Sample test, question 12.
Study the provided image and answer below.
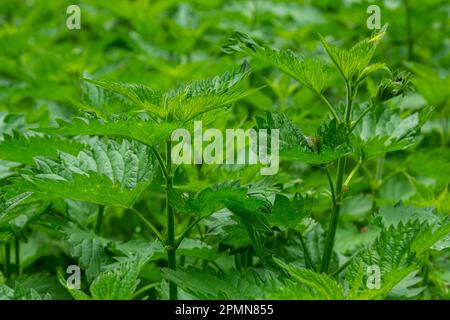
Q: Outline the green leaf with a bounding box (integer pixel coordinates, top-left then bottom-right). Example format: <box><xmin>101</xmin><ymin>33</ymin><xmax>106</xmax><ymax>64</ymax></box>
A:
<box><xmin>346</xmin><ymin>206</ymin><xmax>450</xmax><ymax>299</ymax></box>
<box><xmin>374</xmin><ymin>203</ymin><xmax>440</xmax><ymax>228</ymax></box>
<box><xmin>269</xmin><ymin>193</ymin><xmax>307</xmax><ymax>228</ymax></box>
<box><xmin>89</xmin><ymin>259</ymin><xmax>142</xmax><ymax>300</ymax></box>
<box><xmin>320</xmin><ymin>25</ymin><xmax>387</xmax><ymax>84</ymax></box>
<box><xmin>275</xmin><ymin>259</ymin><xmax>344</xmax><ymax>300</ymax></box>
<box><xmin>257</xmin><ymin>112</ymin><xmax>350</xmax><ymax>165</ymax></box>
<box><xmin>408</xmin><ymin>148</ymin><xmax>450</xmax><ymax>183</ymax></box>
<box><xmin>0</xmin><ymin>132</ymin><xmax>85</xmax><ymax>165</ymax></box>
<box><xmin>389</xmin><ymin>270</ymin><xmax>425</xmax><ymax>299</ymax></box>
<box><xmin>352</xmin><ymin>105</ymin><xmax>424</xmax><ymax>160</ymax></box>
<box><xmin>177</xmin><ymin>239</ymin><xmax>217</xmax><ymax>261</ymax></box>
<box><xmin>163</xmin><ymin>268</ymin><xmax>281</xmax><ymax>300</ymax></box>
<box><xmin>222</xmin><ymin>32</ymin><xmax>330</xmax><ymax>94</ymax></box>
<box><xmin>86</xmin><ymin>62</ymin><xmax>251</xmax><ymax>122</ymax></box>
<box><xmin>64</xmin><ymin>228</ymin><xmax>109</xmax><ymax>282</ymax></box>
<box><xmin>34</xmin><ymin>114</ymin><xmax>181</xmax><ymax>146</ymax></box>
<box><xmin>5</xmin><ymin>140</ymin><xmax>155</xmax><ymax>208</ymax></box>
<box><xmin>183</xmin><ymin>181</ymin><xmax>272</xmax><ymax>234</ymax></box>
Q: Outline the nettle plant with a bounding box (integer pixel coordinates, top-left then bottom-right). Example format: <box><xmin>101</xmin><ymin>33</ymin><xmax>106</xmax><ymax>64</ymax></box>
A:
<box><xmin>0</xmin><ymin>29</ymin><xmax>450</xmax><ymax>299</ymax></box>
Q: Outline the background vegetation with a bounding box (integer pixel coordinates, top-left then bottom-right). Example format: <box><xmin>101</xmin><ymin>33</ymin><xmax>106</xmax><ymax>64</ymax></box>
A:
<box><xmin>0</xmin><ymin>0</ymin><xmax>450</xmax><ymax>299</ymax></box>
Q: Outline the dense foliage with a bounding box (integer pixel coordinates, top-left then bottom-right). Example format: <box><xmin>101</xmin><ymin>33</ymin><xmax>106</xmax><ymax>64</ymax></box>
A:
<box><xmin>0</xmin><ymin>0</ymin><xmax>450</xmax><ymax>299</ymax></box>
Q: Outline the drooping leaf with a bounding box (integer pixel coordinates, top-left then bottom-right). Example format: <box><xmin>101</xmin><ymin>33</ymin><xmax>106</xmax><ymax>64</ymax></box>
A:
<box><xmin>0</xmin><ymin>132</ymin><xmax>85</xmax><ymax>165</ymax></box>
<box><xmin>89</xmin><ymin>259</ymin><xmax>142</xmax><ymax>300</ymax></box>
<box><xmin>5</xmin><ymin>140</ymin><xmax>155</xmax><ymax>208</ymax></box>
<box><xmin>269</xmin><ymin>193</ymin><xmax>307</xmax><ymax>228</ymax></box>
<box><xmin>64</xmin><ymin>228</ymin><xmax>109</xmax><ymax>282</ymax></box>
<box><xmin>321</xmin><ymin>25</ymin><xmax>387</xmax><ymax>83</ymax></box>
<box><xmin>275</xmin><ymin>259</ymin><xmax>344</xmax><ymax>300</ymax></box>
<box><xmin>223</xmin><ymin>32</ymin><xmax>330</xmax><ymax>94</ymax></box>
<box><xmin>257</xmin><ymin>112</ymin><xmax>350</xmax><ymax>165</ymax></box>
<box><xmin>34</xmin><ymin>115</ymin><xmax>181</xmax><ymax>146</ymax></box>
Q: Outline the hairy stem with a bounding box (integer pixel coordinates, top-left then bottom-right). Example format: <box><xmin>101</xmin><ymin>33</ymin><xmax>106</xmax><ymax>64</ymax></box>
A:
<box><xmin>14</xmin><ymin>237</ymin><xmax>21</xmax><ymax>276</ymax></box>
<box><xmin>5</xmin><ymin>242</ymin><xmax>11</xmax><ymax>279</ymax></box>
<box><xmin>320</xmin><ymin>157</ymin><xmax>347</xmax><ymax>272</ymax></box>
<box><xmin>403</xmin><ymin>0</ymin><xmax>414</xmax><ymax>61</ymax></box>
<box><xmin>299</xmin><ymin>234</ymin><xmax>317</xmax><ymax>272</ymax></box>
<box><xmin>166</xmin><ymin>140</ymin><xmax>178</xmax><ymax>300</ymax></box>
<box><xmin>175</xmin><ymin>217</ymin><xmax>204</xmax><ymax>249</ymax></box>
<box><xmin>320</xmin><ymin>81</ymin><xmax>356</xmax><ymax>273</ymax></box>
<box><xmin>95</xmin><ymin>206</ymin><xmax>105</xmax><ymax>236</ymax></box>
<box><xmin>317</xmin><ymin>92</ymin><xmax>341</xmax><ymax>122</ymax></box>
<box><xmin>130</xmin><ymin>208</ymin><xmax>164</xmax><ymax>243</ymax></box>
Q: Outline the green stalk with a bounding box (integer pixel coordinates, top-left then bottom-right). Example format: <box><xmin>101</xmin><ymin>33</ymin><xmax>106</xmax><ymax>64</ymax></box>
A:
<box><xmin>130</xmin><ymin>208</ymin><xmax>164</xmax><ymax>243</ymax></box>
<box><xmin>299</xmin><ymin>234</ymin><xmax>317</xmax><ymax>272</ymax></box>
<box><xmin>95</xmin><ymin>206</ymin><xmax>105</xmax><ymax>236</ymax></box>
<box><xmin>5</xmin><ymin>242</ymin><xmax>11</xmax><ymax>279</ymax></box>
<box><xmin>166</xmin><ymin>140</ymin><xmax>178</xmax><ymax>300</ymax></box>
<box><xmin>320</xmin><ymin>157</ymin><xmax>347</xmax><ymax>273</ymax></box>
<box><xmin>14</xmin><ymin>237</ymin><xmax>20</xmax><ymax>276</ymax></box>
<box><xmin>403</xmin><ymin>0</ymin><xmax>414</xmax><ymax>61</ymax></box>
<box><xmin>320</xmin><ymin>81</ymin><xmax>355</xmax><ymax>273</ymax></box>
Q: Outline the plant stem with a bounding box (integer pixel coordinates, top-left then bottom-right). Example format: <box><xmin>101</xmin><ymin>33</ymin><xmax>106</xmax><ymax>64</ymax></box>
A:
<box><xmin>299</xmin><ymin>234</ymin><xmax>317</xmax><ymax>272</ymax></box>
<box><xmin>403</xmin><ymin>0</ymin><xmax>414</xmax><ymax>61</ymax></box>
<box><xmin>344</xmin><ymin>160</ymin><xmax>362</xmax><ymax>188</ymax></box>
<box><xmin>166</xmin><ymin>140</ymin><xmax>178</xmax><ymax>300</ymax></box>
<box><xmin>14</xmin><ymin>237</ymin><xmax>20</xmax><ymax>276</ymax></box>
<box><xmin>133</xmin><ymin>282</ymin><xmax>161</xmax><ymax>298</ymax></box>
<box><xmin>320</xmin><ymin>157</ymin><xmax>347</xmax><ymax>272</ymax></box>
<box><xmin>130</xmin><ymin>208</ymin><xmax>164</xmax><ymax>243</ymax></box>
<box><xmin>375</xmin><ymin>155</ymin><xmax>384</xmax><ymax>185</ymax></box>
<box><xmin>317</xmin><ymin>92</ymin><xmax>341</xmax><ymax>123</ymax></box>
<box><xmin>95</xmin><ymin>206</ymin><xmax>105</xmax><ymax>236</ymax></box>
<box><xmin>175</xmin><ymin>217</ymin><xmax>204</xmax><ymax>249</ymax></box>
<box><xmin>320</xmin><ymin>80</ymin><xmax>356</xmax><ymax>273</ymax></box>
<box><xmin>5</xmin><ymin>242</ymin><xmax>11</xmax><ymax>279</ymax></box>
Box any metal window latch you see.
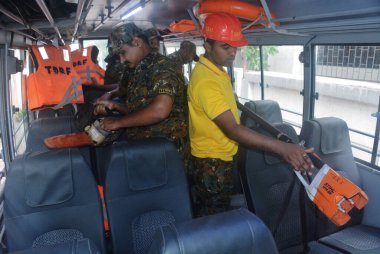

■ ■ ■ ■ ■

Gather every line above that contains the word "green".

Q: Outline the green leaf with a bounding box (integer pixel coordinates, top-left then bottom-right). Example format: <box><xmin>101</xmin><ymin>33</ymin><xmax>106</xmax><ymax>64</ymax></box>
Q: Outline the green stalk with a bounding box (integer pixel coordinates, top-left then bottom-right). Example format: <box><xmin>101</xmin><ymin>33</ymin><xmax>106</xmax><ymax>64</ymax></box>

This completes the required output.